» Material provided:
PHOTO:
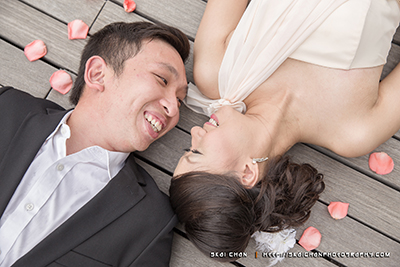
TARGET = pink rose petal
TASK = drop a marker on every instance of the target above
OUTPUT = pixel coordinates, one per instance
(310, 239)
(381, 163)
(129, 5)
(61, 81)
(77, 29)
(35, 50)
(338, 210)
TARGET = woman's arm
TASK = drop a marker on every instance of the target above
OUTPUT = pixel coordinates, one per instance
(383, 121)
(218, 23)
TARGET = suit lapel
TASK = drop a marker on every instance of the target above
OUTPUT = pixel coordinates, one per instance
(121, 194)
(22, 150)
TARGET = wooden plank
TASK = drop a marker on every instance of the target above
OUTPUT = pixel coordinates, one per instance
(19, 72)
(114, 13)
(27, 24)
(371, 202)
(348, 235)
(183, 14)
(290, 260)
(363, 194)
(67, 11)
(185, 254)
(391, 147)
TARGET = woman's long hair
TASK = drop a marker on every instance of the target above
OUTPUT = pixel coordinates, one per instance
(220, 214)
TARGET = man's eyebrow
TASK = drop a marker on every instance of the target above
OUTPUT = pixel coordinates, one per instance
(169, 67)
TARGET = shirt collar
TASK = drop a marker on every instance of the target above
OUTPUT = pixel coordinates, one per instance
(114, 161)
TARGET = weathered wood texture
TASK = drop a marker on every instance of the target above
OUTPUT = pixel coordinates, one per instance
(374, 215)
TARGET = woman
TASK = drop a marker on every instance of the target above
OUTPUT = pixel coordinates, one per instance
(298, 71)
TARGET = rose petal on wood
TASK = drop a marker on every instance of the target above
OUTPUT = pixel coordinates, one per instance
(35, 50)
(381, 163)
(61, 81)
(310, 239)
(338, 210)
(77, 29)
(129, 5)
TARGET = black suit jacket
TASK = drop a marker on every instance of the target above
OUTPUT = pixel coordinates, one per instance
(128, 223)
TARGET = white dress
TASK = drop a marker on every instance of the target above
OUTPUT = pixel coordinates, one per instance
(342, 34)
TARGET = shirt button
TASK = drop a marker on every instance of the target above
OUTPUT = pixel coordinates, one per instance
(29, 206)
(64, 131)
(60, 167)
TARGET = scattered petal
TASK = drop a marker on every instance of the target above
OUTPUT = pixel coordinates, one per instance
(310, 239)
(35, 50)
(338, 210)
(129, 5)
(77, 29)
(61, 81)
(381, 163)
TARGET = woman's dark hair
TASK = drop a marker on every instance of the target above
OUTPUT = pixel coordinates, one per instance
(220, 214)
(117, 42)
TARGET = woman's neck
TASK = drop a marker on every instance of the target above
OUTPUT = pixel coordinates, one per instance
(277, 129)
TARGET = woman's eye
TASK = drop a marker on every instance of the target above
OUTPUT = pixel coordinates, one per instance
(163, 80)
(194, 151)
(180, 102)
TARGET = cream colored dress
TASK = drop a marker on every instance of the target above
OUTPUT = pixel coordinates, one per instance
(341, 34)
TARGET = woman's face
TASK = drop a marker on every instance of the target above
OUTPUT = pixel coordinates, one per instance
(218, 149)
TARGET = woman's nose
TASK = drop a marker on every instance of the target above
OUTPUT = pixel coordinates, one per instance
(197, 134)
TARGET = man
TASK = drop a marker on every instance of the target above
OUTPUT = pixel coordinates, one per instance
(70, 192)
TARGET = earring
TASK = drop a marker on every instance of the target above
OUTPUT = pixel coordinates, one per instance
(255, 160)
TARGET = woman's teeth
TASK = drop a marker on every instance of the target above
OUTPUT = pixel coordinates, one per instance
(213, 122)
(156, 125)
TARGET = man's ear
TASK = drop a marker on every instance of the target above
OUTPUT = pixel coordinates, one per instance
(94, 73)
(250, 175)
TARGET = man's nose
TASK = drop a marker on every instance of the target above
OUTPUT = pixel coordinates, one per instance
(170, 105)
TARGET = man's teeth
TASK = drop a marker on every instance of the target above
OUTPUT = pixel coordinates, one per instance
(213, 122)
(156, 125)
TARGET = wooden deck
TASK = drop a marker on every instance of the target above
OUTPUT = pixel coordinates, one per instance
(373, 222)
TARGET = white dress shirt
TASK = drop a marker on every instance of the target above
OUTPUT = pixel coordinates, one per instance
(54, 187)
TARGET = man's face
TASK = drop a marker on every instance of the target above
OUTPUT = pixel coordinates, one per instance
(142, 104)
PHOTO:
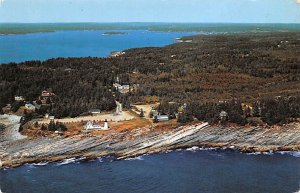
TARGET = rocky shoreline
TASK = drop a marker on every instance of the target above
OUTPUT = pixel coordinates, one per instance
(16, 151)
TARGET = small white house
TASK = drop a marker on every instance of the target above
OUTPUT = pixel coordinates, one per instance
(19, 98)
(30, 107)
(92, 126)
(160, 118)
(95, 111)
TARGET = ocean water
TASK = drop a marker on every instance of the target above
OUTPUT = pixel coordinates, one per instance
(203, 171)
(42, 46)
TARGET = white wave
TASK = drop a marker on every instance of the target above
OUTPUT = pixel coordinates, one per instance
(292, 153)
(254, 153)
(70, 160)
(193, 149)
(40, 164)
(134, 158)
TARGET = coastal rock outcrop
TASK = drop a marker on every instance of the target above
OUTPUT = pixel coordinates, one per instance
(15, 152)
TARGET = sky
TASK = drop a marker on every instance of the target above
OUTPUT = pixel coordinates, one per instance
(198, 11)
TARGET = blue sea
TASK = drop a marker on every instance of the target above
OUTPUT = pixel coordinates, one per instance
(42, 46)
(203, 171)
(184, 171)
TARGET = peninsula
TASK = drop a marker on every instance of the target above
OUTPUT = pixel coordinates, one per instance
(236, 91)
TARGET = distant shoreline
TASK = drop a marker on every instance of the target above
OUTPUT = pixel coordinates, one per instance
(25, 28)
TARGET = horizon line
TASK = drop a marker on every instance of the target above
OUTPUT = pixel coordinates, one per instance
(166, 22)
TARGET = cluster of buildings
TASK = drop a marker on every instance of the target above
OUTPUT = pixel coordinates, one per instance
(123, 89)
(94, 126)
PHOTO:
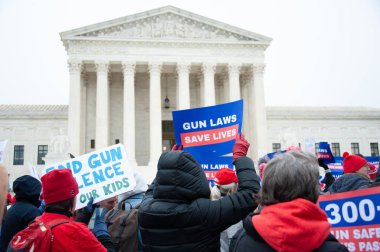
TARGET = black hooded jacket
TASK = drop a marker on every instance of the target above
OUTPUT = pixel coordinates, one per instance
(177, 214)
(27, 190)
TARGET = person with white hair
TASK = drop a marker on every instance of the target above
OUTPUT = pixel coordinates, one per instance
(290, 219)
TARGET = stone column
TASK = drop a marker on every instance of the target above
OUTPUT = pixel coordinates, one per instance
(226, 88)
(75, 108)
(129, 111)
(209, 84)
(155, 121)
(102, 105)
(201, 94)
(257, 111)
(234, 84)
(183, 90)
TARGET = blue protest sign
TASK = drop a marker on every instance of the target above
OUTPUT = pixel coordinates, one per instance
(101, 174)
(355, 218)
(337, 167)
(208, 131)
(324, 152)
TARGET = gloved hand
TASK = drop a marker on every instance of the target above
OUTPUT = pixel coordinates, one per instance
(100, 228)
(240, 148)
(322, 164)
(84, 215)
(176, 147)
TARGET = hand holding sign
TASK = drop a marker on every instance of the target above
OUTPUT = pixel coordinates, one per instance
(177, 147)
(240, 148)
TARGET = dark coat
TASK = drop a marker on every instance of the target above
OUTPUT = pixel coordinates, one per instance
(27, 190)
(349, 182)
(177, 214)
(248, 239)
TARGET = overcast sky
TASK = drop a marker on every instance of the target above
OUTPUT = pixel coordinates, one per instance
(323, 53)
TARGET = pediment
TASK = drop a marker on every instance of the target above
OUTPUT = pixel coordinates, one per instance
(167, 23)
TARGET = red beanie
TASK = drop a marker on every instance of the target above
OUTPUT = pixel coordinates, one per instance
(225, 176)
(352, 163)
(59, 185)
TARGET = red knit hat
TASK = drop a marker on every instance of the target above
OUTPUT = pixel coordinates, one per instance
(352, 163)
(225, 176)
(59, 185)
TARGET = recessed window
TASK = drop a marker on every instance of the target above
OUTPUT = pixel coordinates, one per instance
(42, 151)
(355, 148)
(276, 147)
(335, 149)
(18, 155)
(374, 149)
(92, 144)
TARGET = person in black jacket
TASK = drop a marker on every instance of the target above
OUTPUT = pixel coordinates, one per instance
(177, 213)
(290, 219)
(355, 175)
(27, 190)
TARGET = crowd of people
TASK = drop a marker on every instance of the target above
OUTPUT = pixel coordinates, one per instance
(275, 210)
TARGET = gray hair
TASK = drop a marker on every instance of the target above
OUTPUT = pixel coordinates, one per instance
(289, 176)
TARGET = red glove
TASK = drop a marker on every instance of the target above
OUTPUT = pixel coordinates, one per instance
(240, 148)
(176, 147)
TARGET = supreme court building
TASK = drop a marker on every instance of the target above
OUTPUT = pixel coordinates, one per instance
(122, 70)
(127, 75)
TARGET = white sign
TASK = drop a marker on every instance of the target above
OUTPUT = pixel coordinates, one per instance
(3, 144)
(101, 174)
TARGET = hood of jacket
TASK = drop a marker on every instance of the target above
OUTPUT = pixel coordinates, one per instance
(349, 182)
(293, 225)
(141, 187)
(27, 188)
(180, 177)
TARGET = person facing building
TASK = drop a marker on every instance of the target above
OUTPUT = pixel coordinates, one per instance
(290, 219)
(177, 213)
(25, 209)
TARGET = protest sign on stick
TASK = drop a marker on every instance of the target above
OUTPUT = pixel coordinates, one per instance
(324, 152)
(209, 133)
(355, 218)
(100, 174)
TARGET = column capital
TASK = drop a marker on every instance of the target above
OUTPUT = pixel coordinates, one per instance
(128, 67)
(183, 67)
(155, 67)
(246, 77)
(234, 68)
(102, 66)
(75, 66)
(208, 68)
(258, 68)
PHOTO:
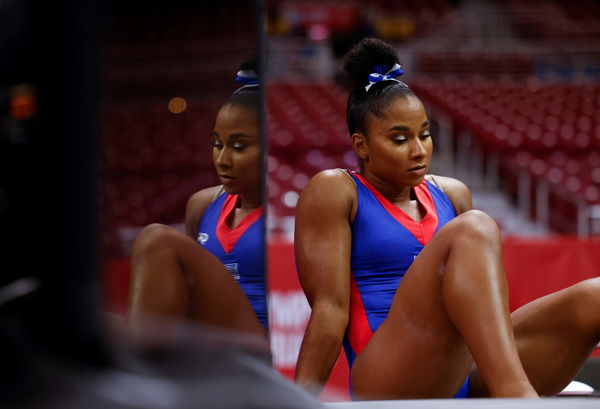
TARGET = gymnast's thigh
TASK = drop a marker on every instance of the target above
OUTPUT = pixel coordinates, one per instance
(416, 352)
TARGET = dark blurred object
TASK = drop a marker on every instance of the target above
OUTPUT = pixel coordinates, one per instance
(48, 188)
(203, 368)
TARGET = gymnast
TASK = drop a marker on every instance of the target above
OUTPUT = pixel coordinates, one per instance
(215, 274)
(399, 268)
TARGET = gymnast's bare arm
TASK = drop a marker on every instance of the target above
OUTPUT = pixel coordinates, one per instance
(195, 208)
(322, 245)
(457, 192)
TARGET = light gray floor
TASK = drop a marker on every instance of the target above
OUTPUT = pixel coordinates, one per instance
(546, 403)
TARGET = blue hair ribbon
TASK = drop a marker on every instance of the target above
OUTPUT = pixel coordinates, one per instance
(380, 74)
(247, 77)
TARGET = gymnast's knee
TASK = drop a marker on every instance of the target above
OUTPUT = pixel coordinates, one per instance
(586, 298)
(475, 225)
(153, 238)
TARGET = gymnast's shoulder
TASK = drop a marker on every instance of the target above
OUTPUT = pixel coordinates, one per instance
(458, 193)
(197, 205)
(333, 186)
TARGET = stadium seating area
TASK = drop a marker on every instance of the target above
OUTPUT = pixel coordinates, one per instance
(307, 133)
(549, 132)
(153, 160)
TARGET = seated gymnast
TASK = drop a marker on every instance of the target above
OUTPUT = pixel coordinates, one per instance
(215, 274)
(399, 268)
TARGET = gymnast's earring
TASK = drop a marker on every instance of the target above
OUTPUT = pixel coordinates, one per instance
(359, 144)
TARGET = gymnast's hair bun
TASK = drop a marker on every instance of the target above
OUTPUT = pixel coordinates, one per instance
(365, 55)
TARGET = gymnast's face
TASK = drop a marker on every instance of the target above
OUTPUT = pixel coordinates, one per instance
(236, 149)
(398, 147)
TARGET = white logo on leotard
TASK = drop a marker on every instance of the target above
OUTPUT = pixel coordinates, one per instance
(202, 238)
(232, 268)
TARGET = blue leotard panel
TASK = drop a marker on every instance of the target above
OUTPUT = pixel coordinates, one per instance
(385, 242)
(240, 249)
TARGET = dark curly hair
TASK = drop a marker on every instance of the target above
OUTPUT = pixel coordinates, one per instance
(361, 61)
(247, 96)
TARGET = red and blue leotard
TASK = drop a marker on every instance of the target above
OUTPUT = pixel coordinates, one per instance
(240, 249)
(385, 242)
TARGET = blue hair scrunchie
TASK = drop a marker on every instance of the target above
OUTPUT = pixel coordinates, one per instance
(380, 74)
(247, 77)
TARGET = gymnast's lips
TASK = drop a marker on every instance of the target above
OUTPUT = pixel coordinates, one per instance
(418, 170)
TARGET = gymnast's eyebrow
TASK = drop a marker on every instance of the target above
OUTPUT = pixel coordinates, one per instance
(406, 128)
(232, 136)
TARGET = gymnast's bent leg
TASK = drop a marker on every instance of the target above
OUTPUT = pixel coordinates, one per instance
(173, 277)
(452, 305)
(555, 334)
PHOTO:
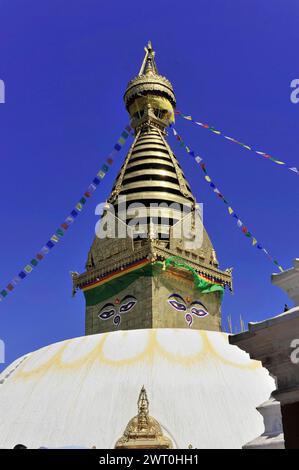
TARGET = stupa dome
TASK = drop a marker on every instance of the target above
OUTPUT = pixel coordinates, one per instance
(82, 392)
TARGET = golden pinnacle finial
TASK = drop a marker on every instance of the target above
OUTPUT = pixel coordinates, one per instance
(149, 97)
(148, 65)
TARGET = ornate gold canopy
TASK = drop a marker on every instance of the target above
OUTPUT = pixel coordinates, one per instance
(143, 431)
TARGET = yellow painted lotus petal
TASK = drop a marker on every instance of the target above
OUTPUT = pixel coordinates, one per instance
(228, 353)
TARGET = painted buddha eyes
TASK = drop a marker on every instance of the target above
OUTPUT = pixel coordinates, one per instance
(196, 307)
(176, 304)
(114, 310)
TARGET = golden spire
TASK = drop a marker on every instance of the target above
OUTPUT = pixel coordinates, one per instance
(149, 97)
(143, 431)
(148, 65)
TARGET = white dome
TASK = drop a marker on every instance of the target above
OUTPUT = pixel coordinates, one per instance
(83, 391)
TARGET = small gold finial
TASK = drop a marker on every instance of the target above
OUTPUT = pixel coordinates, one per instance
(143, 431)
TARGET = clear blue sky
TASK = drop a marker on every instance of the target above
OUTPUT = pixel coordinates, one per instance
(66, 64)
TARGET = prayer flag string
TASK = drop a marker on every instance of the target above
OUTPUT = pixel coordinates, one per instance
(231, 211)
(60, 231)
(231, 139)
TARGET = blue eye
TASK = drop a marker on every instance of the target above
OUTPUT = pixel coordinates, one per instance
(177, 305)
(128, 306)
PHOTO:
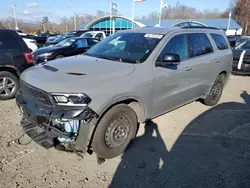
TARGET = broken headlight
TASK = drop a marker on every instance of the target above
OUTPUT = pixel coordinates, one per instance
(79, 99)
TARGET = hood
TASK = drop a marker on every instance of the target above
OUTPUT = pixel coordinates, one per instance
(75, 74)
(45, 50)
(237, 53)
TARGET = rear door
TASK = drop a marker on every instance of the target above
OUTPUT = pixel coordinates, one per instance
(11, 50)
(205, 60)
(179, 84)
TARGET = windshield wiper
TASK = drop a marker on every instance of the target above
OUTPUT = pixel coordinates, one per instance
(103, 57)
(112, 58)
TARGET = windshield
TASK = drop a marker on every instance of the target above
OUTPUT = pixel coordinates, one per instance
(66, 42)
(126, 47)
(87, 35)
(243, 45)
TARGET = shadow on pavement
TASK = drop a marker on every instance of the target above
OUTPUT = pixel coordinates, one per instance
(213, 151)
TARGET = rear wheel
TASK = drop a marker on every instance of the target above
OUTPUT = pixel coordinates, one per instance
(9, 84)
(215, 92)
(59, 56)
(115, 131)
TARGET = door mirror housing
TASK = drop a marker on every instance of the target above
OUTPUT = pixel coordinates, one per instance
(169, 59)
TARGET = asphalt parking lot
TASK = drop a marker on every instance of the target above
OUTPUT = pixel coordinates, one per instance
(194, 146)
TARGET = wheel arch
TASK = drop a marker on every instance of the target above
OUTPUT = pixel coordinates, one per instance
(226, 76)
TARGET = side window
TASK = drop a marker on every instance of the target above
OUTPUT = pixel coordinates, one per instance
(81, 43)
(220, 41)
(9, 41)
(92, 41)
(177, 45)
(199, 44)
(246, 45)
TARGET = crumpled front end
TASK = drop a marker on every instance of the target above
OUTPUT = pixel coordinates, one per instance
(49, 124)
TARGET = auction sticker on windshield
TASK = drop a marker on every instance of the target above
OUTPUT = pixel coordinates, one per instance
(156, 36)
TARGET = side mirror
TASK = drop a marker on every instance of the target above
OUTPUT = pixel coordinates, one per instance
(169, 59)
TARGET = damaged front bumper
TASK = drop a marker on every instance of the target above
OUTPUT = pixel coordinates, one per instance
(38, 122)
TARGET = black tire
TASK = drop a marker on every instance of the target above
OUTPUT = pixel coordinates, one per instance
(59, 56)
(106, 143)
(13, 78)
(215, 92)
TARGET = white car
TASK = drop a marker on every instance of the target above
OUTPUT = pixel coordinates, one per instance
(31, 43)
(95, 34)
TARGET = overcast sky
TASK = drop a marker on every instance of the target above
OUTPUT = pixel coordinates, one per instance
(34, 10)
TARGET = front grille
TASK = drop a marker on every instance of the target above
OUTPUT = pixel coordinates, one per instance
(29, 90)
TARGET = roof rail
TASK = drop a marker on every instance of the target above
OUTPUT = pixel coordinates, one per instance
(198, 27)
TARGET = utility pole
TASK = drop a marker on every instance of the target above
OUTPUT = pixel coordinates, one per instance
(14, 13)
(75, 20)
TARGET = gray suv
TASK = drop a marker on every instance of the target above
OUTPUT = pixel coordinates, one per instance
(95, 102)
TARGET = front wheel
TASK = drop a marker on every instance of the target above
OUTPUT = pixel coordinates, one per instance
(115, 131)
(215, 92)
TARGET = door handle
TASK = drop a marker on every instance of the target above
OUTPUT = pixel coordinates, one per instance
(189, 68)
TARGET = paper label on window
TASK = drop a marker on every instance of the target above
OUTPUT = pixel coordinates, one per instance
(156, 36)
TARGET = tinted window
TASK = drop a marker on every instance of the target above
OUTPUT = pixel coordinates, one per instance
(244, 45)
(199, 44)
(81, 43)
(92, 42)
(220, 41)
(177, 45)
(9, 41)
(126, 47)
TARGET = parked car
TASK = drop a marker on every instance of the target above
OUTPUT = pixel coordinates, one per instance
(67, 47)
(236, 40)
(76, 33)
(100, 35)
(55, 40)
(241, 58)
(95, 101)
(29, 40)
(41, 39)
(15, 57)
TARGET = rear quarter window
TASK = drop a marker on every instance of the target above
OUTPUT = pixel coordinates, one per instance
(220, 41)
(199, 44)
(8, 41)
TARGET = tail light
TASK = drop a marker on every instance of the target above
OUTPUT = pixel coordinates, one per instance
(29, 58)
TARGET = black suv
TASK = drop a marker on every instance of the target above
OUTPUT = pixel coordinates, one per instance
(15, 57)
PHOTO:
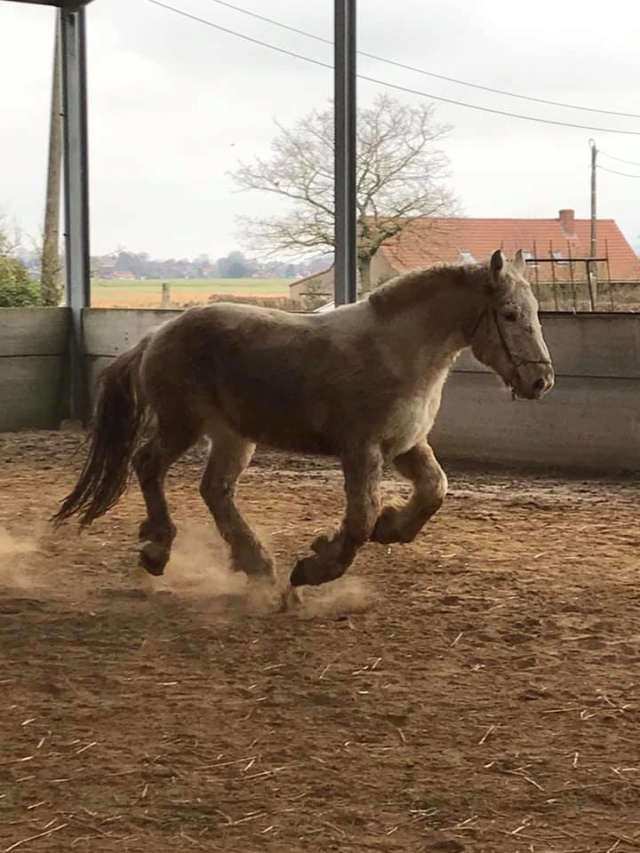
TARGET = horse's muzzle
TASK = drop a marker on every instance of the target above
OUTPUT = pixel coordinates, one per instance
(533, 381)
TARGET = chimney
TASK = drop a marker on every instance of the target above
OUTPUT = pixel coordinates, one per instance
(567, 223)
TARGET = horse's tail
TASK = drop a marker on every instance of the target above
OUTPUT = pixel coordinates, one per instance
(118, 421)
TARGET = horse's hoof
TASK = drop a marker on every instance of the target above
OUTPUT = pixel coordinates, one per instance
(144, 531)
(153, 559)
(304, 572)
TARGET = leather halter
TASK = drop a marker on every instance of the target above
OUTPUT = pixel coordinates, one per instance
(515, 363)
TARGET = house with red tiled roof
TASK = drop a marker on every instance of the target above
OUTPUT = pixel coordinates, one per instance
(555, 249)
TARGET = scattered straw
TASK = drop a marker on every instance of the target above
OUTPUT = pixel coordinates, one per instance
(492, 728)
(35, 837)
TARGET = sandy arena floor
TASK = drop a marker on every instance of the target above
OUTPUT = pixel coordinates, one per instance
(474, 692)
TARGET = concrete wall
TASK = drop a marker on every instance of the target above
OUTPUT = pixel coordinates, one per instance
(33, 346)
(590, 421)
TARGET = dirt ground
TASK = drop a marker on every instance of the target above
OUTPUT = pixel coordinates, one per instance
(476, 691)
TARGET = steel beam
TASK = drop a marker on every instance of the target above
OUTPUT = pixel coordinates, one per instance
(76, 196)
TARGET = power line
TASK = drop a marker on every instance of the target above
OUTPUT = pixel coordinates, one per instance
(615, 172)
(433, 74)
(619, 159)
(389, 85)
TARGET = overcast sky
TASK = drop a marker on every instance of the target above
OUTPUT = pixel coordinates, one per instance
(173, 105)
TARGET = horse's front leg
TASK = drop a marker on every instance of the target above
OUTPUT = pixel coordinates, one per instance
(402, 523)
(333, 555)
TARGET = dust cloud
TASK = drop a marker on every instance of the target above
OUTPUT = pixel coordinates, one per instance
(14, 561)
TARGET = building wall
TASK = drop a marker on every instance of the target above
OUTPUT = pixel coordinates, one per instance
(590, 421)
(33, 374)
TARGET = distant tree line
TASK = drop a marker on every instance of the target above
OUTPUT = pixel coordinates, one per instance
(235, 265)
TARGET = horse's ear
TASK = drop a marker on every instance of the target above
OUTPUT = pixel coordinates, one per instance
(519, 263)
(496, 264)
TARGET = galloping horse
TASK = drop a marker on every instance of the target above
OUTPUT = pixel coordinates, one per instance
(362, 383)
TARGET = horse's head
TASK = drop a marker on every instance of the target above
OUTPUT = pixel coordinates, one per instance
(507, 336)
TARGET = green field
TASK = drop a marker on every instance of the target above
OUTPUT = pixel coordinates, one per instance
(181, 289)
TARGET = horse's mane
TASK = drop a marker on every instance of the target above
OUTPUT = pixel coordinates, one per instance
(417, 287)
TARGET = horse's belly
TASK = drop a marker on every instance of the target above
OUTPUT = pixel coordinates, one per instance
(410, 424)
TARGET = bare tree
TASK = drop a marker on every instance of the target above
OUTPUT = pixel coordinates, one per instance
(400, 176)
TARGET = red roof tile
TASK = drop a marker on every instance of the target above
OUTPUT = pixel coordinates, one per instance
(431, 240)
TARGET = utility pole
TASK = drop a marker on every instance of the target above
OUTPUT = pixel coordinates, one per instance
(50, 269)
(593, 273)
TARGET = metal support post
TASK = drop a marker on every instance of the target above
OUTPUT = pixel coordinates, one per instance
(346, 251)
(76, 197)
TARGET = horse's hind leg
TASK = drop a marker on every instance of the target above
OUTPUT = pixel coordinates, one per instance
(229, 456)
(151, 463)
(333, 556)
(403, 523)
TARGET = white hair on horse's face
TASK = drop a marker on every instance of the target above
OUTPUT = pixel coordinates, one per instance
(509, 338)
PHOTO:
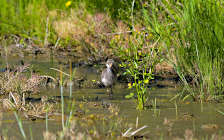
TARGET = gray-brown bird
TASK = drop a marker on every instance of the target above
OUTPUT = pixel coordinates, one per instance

» Problem to solve: Without the pictures, repeat exactly the lines running from the line containing "TARGET = bare tree" through the end of the data, both ends included.

» Answer to the problem:
TARGET = bare tree
TASK = drop a marker on every instance of the target above
OUTPUT = pixel coordinates, one per instance
(400, 176)
TARGET = red roof tile
TASK = drop a marker on every instance of the target above
OUTPUT = pixel coordinates, one per instance
(431, 240)
TARGET = utility pole
TASK = drop a marker on every instance of the target above
OUTPUT = pixel coordinates, one per instance
(50, 269)
(593, 273)
TARGET = metal support post
TASK = drop a marker on every instance of the target above
OUTPUT = pixel coordinates, one per instance
(346, 251)
(76, 197)
TARGET = horse's hind leg
TASK = drop a marker on every instance of the target above
OUTPUT = pixel coordinates, one per instance
(229, 456)
(151, 463)
(333, 556)
(403, 523)
TARGET = white hair on horse's face
TASK = drop a marker on every instance of the target above
OUTPUT = pixel coordinates, one per instance
(509, 338)
PHOTO:
TARGET = gray-brown bird
TASK = drop a marker on every instance of the target above
OUTPUT = pixel coordinates, one per instance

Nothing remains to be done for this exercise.